* [Exercise objective]:
Set down every one of the records below word for word, but leave the pictures out.

* [Records for processing]:
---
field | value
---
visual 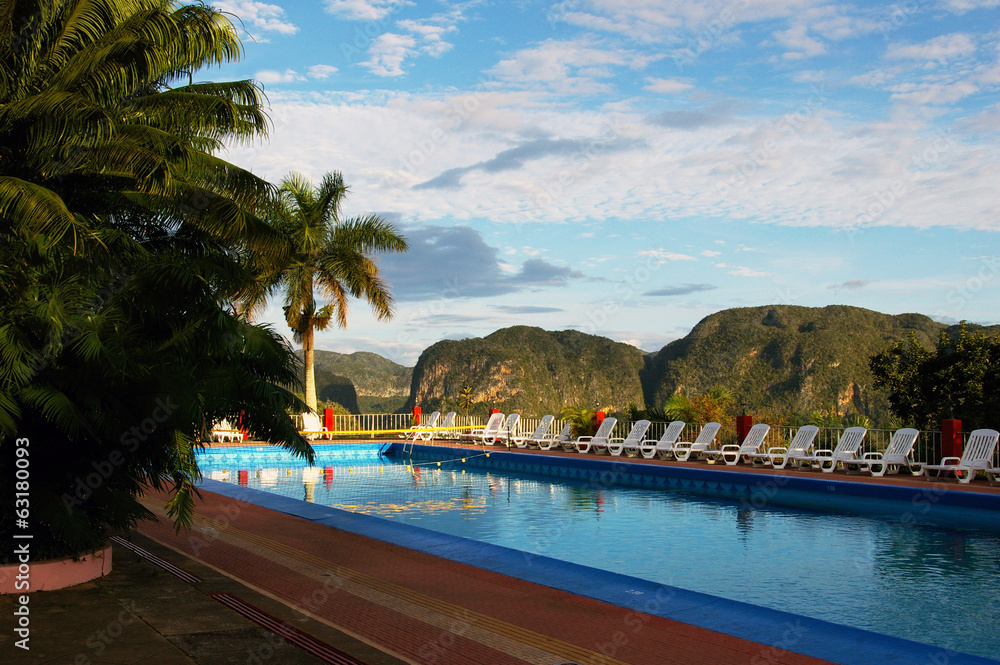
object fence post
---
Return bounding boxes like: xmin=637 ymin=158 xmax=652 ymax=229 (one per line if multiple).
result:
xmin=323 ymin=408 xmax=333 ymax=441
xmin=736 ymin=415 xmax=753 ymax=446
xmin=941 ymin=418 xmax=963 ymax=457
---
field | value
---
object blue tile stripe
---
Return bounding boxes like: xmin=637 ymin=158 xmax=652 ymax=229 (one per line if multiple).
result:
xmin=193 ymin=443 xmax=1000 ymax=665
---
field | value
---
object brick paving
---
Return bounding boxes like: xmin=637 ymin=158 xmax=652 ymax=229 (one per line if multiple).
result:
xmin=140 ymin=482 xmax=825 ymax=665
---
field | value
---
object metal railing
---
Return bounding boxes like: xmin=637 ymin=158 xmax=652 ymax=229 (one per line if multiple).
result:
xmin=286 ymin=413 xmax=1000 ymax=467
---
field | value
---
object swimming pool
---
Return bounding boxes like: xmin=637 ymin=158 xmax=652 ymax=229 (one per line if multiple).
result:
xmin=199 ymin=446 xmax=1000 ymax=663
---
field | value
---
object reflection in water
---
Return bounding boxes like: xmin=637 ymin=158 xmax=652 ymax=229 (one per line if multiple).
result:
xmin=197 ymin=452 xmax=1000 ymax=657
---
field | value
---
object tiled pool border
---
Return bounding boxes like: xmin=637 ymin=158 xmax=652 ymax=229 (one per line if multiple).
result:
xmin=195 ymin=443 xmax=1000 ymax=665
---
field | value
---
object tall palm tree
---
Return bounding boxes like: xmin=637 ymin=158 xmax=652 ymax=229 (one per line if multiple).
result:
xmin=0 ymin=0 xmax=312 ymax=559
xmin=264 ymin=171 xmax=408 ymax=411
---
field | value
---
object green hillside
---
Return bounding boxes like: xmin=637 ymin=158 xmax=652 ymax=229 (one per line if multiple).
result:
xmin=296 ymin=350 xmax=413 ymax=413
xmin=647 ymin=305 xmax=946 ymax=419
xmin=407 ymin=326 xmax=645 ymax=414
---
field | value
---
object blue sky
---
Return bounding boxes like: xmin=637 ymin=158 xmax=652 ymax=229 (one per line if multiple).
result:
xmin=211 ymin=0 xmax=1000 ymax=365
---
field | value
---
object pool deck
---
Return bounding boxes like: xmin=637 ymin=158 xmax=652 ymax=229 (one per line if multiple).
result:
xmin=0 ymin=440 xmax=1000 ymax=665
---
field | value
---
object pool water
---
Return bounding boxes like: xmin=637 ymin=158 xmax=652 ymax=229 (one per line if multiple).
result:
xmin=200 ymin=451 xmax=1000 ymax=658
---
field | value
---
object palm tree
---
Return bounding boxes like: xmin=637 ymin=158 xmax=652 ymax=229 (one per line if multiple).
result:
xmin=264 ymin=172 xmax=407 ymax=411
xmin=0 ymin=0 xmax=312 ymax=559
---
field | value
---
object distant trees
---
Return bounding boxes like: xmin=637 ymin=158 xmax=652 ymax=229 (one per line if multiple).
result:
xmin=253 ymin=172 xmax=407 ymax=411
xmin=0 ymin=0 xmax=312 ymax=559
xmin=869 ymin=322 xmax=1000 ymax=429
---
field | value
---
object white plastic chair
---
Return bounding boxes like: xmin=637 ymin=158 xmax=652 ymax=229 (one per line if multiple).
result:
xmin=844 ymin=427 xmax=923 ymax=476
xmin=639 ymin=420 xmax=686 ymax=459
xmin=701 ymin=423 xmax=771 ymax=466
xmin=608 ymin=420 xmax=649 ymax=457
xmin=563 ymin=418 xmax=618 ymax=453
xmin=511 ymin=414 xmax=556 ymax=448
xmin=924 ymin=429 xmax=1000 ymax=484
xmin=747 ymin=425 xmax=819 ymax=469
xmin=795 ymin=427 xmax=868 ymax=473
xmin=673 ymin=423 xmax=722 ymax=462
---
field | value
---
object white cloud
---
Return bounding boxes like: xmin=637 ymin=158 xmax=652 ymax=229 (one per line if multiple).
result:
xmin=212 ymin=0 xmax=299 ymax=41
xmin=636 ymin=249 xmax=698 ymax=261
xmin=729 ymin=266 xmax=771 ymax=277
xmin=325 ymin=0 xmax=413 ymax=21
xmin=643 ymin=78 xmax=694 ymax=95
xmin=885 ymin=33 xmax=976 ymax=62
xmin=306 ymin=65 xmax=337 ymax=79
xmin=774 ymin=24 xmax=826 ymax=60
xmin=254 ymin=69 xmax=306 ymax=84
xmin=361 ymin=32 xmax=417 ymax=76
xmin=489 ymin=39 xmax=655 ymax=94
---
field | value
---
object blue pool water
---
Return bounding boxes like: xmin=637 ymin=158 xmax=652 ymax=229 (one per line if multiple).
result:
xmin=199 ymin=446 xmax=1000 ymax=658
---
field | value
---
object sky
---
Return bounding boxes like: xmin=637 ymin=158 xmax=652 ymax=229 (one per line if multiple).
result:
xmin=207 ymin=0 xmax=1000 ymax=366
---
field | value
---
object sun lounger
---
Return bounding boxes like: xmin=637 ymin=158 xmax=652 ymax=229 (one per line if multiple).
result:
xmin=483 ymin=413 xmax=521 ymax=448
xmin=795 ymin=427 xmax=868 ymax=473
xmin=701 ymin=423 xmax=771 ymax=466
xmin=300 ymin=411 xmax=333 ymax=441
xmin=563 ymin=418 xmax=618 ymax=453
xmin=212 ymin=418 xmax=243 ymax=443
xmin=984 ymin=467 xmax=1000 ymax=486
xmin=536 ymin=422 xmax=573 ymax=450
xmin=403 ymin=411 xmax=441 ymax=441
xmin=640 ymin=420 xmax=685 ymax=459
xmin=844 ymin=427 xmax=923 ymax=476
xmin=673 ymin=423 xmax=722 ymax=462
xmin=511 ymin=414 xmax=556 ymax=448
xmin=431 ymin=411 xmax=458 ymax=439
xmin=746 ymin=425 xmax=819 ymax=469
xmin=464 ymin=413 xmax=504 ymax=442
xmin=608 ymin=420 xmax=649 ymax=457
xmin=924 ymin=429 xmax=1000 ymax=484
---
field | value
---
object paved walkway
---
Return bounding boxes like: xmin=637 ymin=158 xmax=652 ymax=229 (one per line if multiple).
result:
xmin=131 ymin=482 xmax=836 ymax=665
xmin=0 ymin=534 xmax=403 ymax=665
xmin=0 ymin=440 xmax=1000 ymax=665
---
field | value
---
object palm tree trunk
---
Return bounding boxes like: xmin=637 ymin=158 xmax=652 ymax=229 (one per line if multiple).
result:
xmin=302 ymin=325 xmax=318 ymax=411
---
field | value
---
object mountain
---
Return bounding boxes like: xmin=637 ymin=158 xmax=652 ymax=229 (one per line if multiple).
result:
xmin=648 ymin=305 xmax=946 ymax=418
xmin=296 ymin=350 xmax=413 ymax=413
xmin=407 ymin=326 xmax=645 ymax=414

* [Expected answer]:
---
field | value
---
visual 
object fence post
---
Return bounding boxes like: xmin=637 ymin=158 xmax=652 ymax=229 (one per line if multiple).
result:
xmin=323 ymin=408 xmax=333 ymax=441
xmin=736 ymin=415 xmax=753 ymax=446
xmin=941 ymin=418 xmax=963 ymax=457
---
field | value
---
object blue tile stripe
---
Return bounding boxes like: xmin=637 ymin=158 xmax=652 ymax=229 (one per line if multiple).
result:
xmin=193 ymin=443 xmax=1000 ymax=665
---
field | value
---
object brick paving
---
Return bounding boxes like: xmin=637 ymin=158 xmax=652 ymax=229 (one per line if multiple).
result:
xmin=140 ymin=482 xmax=825 ymax=665
---
field | value
---
object metal railing
---
Return bounding boxes like: xmin=637 ymin=158 xmax=652 ymax=229 (one per line if multiple).
result:
xmin=286 ymin=413 xmax=1000 ymax=467
---
field | value
---
object swimming pool
---
Return bounding boxes like: xmin=637 ymin=158 xmax=652 ymax=229 (one per line if multiple).
result:
xmin=199 ymin=446 xmax=1000 ymax=663
---
field | value
---
object reflection in water
---
Return bounding boxes like: xmin=637 ymin=158 xmax=652 ymax=229 (one per line if multiple).
result:
xmin=197 ymin=452 xmax=1000 ymax=657
---
field | value
---
object tiled pool border
---
Return bounding boxes like: xmin=637 ymin=158 xmax=652 ymax=229 (one per line if multiple).
result:
xmin=195 ymin=443 xmax=1000 ymax=665
---
field | value
---
object tall palm tree
---
Return bounding boxes like: xmin=637 ymin=158 xmax=652 ymax=229 (one per line if multiple).
result:
xmin=0 ymin=0 xmax=312 ymax=559
xmin=264 ymin=171 xmax=408 ymax=411
---
field | value
---
object green hillside
---
Return bounding boxes like: xmin=637 ymin=158 xmax=652 ymax=229 (one per line if multiple).
result:
xmin=296 ymin=350 xmax=413 ymax=413
xmin=647 ymin=305 xmax=946 ymax=419
xmin=407 ymin=326 xmax=645 ymax=414
---
field | value
---
object blue sky
---
Return bounding boxes like: xmin=637 ymin=158 xmax=652 ymax=229 (one per line if multiple).
result:
xmin=211 ymin=0 xmax=1000 ymax=365
---
field | value
---
object pool deck
---
Return bounding boxes like: xmin=637 ymin=158 xmax=652 ymax=229 (one per line if multiple).
result:
xmin=0 ymin=440 xmax=1000 ymax=665
---
field | value
---
object pool water
---
Return bounding boxes like: xmin=637 ymin=158 xmax=652 ymax=229 (one per line if multiple).
result:
xmin=200 ymin=451 xmax=1000 ymax=658
---
field | value
---
object palm tree
---
Return bounding boxes like: xmin=637 ymin=158 xmax=652 ymax=229 (one per line if multiple).
result:
xmin=264 ymin=172 xmax=407 ymax=411
xmin=0 ymin=0 xmax=312 ymax=559
---
field | value
---
object distant trees
---
Return bounding boxes like: xmin=637 ymin=158 xmax=652 ymax=229 (one per line if multiple).
result:
xmin=253 ymin=172 xmax=407 ymax=411
xmin=0 ymin=0 xmax=312 ymax=559
xmin=869 ymin=322 xmax=1000 ymax=429
---
field | value
---
object white plastic chair
---
Return bounding boxes like: xmin=637 ymin=158 xmax=652 ymax=229 (one per line if multiple).
result:
xmin=844 ymin=427 xmax=923 ymax=476
xmin=639 ymin=420 xmax=686 ymax=459
xmin=701 ymin=423 xmax=771 ymax=466
xmin=608 ymin=420 xmax=649 ymax=457
xmin=563 ymin=418 xmax=618 ymax=453
xmin=511 ymin=414 xmax=556 ymax=448
xmin=924 ymin=429 xmax=1000 ymax=484
xmin=747 ymin=425 xmax=819 ymax=469
xmin=795 ymin=427 xmax=868 ymax=473
xmin=673 ymin=423 xmax=722 ymax=462
---
field | value
---
object white cloud
---
Return bounding boxes like: xmin=637 ymin=158 xmax=652 ymax=229 (one per line if multiple).
result:
xmin=212 ymin=0 xmax=299 ymax=41
xmin=636 ymin=249 xmax=698 ymax=261
xmin=729 ymin=266 xmax=771 ymax=277
xmin=325 ymin=0 xmax=413 ymax=21
xmin=643 ymin=78 xmax=694 ymax=95
xmin=885 ymin=33 xmax=976 ymax=62
xmin=306 ymin=65 xmax=337 ymax=79
xmin=774 ymin=24 xmax=826 ymax=60
xmin=254 ymin=69 xmax=306 ymax=84
xmin=361 ymin=32 xmax=417 ymax=76
xmin=489 ymin=39 xmax=655 ymax=94
---
field | value
---
object blue pool water
---
Return bounding boxes like: xmin=637 ymin=158 xmax=652 ymax=229 (one per line if multiple).
result:
xmin=199 ymin=446 xmax=1000 ymax=658
---
field | value
---
object sky
---
Return bounding boxes like: xmin=637 ymin=158 xmax=652 ymax=229 (one per line if multiple).
result:
xmin=207 ymin=0 xmax=1000 ymax=366
---
field | value
---
object sun lounger
---
Return bounding boxes like: xmin=637 ymin=158 xmax=652 ymax=229 (one per line if multiple).
result:
xmin=483 ymin=413 xmax=521 ymax=448
xmin=795 ymin=427 xmax=868 ymax=473
xmin=701 ymin=423 xmax=771 ymax=466
xmin=300 ymin=411 xmax=333 ymax=441
xmin=563 ymin=418 xmax=618 ymax=453
xmin=212 ymin=418 xmax=243 ymax=443
xmin=984 ymin=467 xmax=1000 ymax=486
xmin=536 ymin=422 xmax=573 ymax=450
xmin=403 ymin=411 xmax=441 ymax=441
xmin=640 ymin=420 xmax=685 ymax=459
xmin=844 ymin=427 xmax=923 ymax=476
xmin=673 ymin=423 xmax=722 ymax=462
xmin=511 ymin=414 xmax=556 ymax=448
xmin=431 ymin=411 xmax=458 ymax=439
xmin=746 ymin=425 xmax=819 ymax=469
xmin=464 ymin=413 xmax=504 ymax=442
xmin=608 ymin=420 xmax=649 ymax=457
xmin=924 ymin=429 xmax=1000 ymax=484
---
field | value
---
object paved walkway
---
Return bounding boxes like: xmin=637 ymin=158 xmax=652 ymax=229 (one per line if multiple).
result:
xmin=131 ymin=482 xmax=836 ymax=665
xmin=0 ymin=534 xmax=403 ymax=665
xmin=0 ymin=440 xmax=1000 ymax=665
---
field | value
---
object palm tree trunk
---
Return bounding boxes like: xmin=637 ymin=158 xmax=652 ymax=229 (one per line if multiple).
result:
xmin=302 ymin=325 xmax=318 ymax=411
---
field | value
---
object mountain
---
Return bounding boxes like: xmin=637 ymin=158 xmax=652 ymax=229 (one per line if multiple).
result:
xmin=648 ymin=305 xmax=946 ymax=418
xmin=296 ymin=350 xmax=413 ymax=413
xmin=407 ymin=326 xmax=645 ymax=414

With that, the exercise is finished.